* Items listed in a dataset
— START —
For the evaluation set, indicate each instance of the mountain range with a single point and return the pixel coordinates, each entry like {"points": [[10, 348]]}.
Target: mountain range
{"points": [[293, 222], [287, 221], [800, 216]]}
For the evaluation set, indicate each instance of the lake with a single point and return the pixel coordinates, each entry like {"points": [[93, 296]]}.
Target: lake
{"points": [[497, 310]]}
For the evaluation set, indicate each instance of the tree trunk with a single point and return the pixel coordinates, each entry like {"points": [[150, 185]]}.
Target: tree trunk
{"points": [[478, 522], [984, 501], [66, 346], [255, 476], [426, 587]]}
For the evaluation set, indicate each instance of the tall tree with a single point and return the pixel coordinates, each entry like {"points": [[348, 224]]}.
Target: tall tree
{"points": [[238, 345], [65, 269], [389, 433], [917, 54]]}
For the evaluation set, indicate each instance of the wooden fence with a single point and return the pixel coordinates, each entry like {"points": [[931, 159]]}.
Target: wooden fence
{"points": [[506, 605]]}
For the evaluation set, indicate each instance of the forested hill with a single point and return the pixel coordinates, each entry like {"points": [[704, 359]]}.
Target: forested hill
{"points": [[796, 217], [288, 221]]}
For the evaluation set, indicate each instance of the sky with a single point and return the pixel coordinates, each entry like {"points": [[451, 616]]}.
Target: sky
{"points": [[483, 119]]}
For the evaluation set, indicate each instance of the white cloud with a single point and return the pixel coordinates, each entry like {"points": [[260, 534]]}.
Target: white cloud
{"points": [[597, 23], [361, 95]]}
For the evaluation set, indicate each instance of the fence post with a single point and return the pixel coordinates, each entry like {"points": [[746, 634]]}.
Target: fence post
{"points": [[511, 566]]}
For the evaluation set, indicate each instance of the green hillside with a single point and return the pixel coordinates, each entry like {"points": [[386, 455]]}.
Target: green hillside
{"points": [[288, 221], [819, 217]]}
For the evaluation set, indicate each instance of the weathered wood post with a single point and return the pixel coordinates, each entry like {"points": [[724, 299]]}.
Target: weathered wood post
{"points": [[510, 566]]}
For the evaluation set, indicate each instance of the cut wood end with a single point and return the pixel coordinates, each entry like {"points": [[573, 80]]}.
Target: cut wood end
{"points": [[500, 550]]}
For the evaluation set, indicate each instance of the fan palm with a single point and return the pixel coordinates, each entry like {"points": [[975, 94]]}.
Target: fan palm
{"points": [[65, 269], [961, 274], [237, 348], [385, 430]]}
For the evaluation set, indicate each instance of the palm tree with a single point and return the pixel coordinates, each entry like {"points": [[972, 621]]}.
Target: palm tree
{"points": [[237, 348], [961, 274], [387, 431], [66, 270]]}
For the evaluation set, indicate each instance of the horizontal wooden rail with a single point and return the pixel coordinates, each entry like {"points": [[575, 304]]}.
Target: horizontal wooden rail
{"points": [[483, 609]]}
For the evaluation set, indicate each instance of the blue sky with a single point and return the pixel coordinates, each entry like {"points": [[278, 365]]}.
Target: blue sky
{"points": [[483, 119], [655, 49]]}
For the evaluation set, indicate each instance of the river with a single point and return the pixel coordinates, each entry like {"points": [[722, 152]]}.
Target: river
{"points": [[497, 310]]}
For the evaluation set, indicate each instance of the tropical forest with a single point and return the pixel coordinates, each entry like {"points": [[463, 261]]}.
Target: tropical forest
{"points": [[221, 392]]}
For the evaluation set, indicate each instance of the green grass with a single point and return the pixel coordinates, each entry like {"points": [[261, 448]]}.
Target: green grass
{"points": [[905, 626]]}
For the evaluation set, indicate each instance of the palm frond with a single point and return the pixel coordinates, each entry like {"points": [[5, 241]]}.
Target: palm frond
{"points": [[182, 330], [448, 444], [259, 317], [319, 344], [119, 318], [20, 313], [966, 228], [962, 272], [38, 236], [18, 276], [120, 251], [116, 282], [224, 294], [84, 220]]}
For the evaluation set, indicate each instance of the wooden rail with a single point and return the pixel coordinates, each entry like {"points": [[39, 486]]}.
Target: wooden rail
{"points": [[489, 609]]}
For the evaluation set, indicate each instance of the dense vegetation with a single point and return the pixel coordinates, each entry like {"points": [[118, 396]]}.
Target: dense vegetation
— END —
* WRITTEN INSTRUCTION
Restate each of the entries above verbatim.

* OUTPUT FOR THIS EXERCISE
For the evaluation set, indicate each instance of the mountain range with a single point and return the pixel coordinates, each entry like {"points": [[10, 348]]}.
Target: mountain range
{"points": [[293, 222], [287, 221], [800, 216]]}
For the evaluation set, indicate each instance of the lake with a single point and return the pixel coordinates, each entry like {"points": [[93, 296]]}.
Target: lake
{"points": [[497, 310]]}
For the evaluation set, indicate each instance of the tree trunk with a single point and return the pixel coordinates, each entry like {"points": [[150, 185]]}.
Target: tree trunk
{"points": [[478, 522], [984, 501], [66, 346], [255, 476], [426, 587]]}
For the evaluation set, indicate each instance of the tall tree with a single point and return the pixel coordinates, each entry like {"points": [[348, 224]]}.
Target: tall tree
{"points": [[238, 345], [65, 269], [389, 433], [917, 54]]}
For the evaluation set, indicate each instance of the wooden fence with a single point and return the pixel coordinates, each entry like {"points": [[931, 159]]}.
Target: wooden fence
{"points": [[506, 605]]}
For the evaluation set, indicate each instance of the forested hill with a single point and return the pixel coordinates, each entry like {"points": [[704, 359]]}.
Target: forested hill
{"points": [[796, 217], [288, 221]]}
For the evaluation set, indicate each instance of the sky with a single point and return the pixel coordinates, each entry like {"points": [[451, 616]]}.
Target: sky
{"points": [[483, 119]]}
For the evaluation set, indicate each instance of the white cloud with a single point and return the pixel coordinates, each entry like {"points": [[260, 534]]}.
Target: white cloud
{"points": [[597, 23], [361, 95]]}
For the evaluation set, indicate each instance of the fence post with a single point and return the pixel coordinates, each entry like {"points": [[746, 634]]}.
Target: fence post
{"points": [[511, 566]]}
For the evaluation set, indicate each instance of the green hillside with a single point and return the pixel coordinates, each entry like {"points": [[386, 455]]}.
Target: green hillside
{"points": [[288, 221], [819, 217]]}
For the evaluation set, indicate each instance of the weathered wood post with a single point and return the pixel coordinates, each entry like {"points": [[724, 299]]}.
Target: weathered wood post
{"points": [[510, 566]]}
For the evaluation set, indicate each instance of the cut wood end with a single point and return the pixel coordinates, each entry like {"points": [[573, 80]]}.
Target: cut wood end
{"points": [[500, 550]]}
For the evaluation set, indicate each instance of the fan palm with a single point and return the pixel coordinates, each entry like {"points": [[975, 94]]}.
Target: fan palm
{"points": [[65, 269], [961, 274], [237, 348], [385, 430]]}
For the evaluation set, indicate each instance of the palm tree with a single point and return the pixel coordinates, each entry like {"points": [[972, 621]]}.
Target: palm tree
{"points": [[237, 348], [961, 274], [387, 431], [66, 270]]}
For the evaluation set, indicate each instance of the horizontal wooden rail with a single point and return the pixel coordinates, each entry like {"points": [[575, 304]]}.
Target: horizontal wooden rail
{"points": [[483, 609]]}
For the evaluation set, indicate each instance of the blue sky with a single point and return the pixel coordinates, each entry like {"points": [[278, 365]]}.
Target: blue sky
{"points": [[483, 119], [655, 49]]}
For the evaluation set, indicate each instance of the river with a single point and return the pixel coordinates, each entry like {"points": [[722, 152]]}.
Target: river
{"points": [[497, 310]]}
For the evaluation set, indicate each instance of the tropical forest with a single point and return the pixel coordinates, each entry like {"points": [[463, 261]]}.
Target: tropical forest
{"points": [[221, 392]]}
For the evaluation set, indicate each instance of the green grass with a single point and return the pixel coordinates, each entry like {"points": [[261, 448]]}.
Target: green grass
{"points": [[905, 626]]}
For the evaluation set, indicate each instance of the palm frond with a single point and return the pixel coordinates, each entry like {"points": [[5, 241]]}.
Target: palm frond
{"points": [[182, 330], [448, 444], [259, 317], [319, 344], [119, 318], [20, 313], [966, 228], [962, 272], [38, 236], [18, 276], [120, 251], [116, 282], [224, 294], [84, 220]]}
For the evaluation set, indicate each instance of the wooden rail with a single point and return the pixel coordinates, each entry like {"points": [[39, 486]]}.
Target: wooden rail
{"points": [[489, 609]]}
For the evaluation set, indicate each instance of the dense vegetation with a single point and return the pixel coordinates, each entry like {"points": [[118, 396]]}.
Target: dense vegetation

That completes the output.